>> start PAGE EXTRACT

FILED
NOT FOR PUBLICATION OCT 13 2011
MOLLY C. DWYER, CLERK
UNITED STATES COURT OF APPEALS U .S. C O U R T OF APPE ALS
FOR THE NINTH CIRCUIT
ROBERT ALAN ANTON, No. 10-16618
Plaintiff - Appellant, D.C. No. 1:05-cv-00412-OWW-
WMW
v.
MENDEZ; et al., MEMORANDUM *
Defendants - Appellees.
Appeal from the United States District Court
for the Eastern District of California
Oliver W. Wanger, District Judge, Presiding
Submitted September 27, 2011 **
Before: SILVERMAN, W. FLETCHER, and MURGUIA, Circuit Judges.
Robert Alan Anton, a California state prisoner, appeals pro se from the
district court’s judgment dismissing his 42 U.S.C. § 1983 action alleging violations
of his constitutional rights in connection with the use of force during an inmate
fight. We have jurisdiction under 28 U.S.C. § 1291. We review de novo the
*
This disposition is not appropriate for publication and is not precedent
except as provided by 9th Cir. R. 36-3.
**
The panel unanimously concludes this case is suitable for decision
without oral argument. See Fed. R. App. P. 34(a)(2).
district court’s dismissal for failure to exhaust, and for clear error its factual
determinations. Griffin v. Arpaio, 557 F.3d 1117, 1119 (9th Cir. 2009). We
affirm.
The district court properly dismissed Anton’s excessive force claim for
failure to exhaust administrative remedies because Mendez offered evidence
showing that Anton did not properly file any grievances alleging excessive force
before initiating this action, and Anton did not effectively rebut this evidence. See
Wyatt v. Terhune, 315 F.3d 1108, 1119-20 (9th Cir. 2003) (“[D]efendants have the
burden of . . . proving the absence of exhaustion[,]” and “[i]n deciding a motion to
dismiss for failure to exhaust nonjudicial remedies, the court may look beyond the
pleadings and decide disputed facts.”); McKinney v. Carey, 311 F.3d 1198, 1199
(9th Cir. 2002) (per curiam) (requiring exhaustion prior to filing suit).

>> end PAGE EXTRACT

> _LIST OF TASKS_:
1. Can you revise the court memorandum, starting with "Robert Alan Anton, a" and going on through "App. P. 34(a)(2).", so that "inmate" reads "prison"?
2. Would you resume the court memorandum from its last sentence and keep it going?
You won't need any of the material.

>> start MATERIAL

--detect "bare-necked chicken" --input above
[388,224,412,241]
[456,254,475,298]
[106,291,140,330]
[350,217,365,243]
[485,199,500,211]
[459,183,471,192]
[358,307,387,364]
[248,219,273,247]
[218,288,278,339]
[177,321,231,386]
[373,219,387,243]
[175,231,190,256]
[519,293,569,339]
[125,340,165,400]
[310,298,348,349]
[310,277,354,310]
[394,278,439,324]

>> end MATERIAL

> _ANSWER SET_:
1.
Robert Alan Anton, a California state prisoner, appeals pro se from the
district court’s judgment dismissing his 42 U.S.C. § 1983 action alleging violations
of his constitutional rights in connection with the use of force during an prison
fight. We have jurisdiction under 28 U.S.C. § 1291. We review de novo the
*
This disposition is not appropriate for publication and is not precedent
except as provided by 9th Cir. R. 36-3.
**
The panel unanimously concludes this case is suitable for decision
without oral argument. See Fed. R. App. P. 34(a)(2).

2.
The district court did not abuse its discretion in denying Anton’s motions for
reconsideration because Anton set forth no basis for reconsideration. See Sch.
Dist. No. 1J, Multnomah Cnty., Or. v. ACandS, Inc., 5 F.3d 1255, 1262-63 (9th Cir.
1993) (setting forth standard of review and grounds for reconsideration).
Anton’s remaining contentions are unpersuasive.
Anton’s request for discovery or, in the alternative, to supplement the record
is denied. See Kirshner v. Uniden Corp. of Am., 842 F.2d 1074, 1077 (9th Cir.
2 10-16618
1988) (“Papers not filed with the district court or admitted into evidence by that
court are not part of the clerk’s record and cannot be part of the record on
appeal.”).
AFFIRMED.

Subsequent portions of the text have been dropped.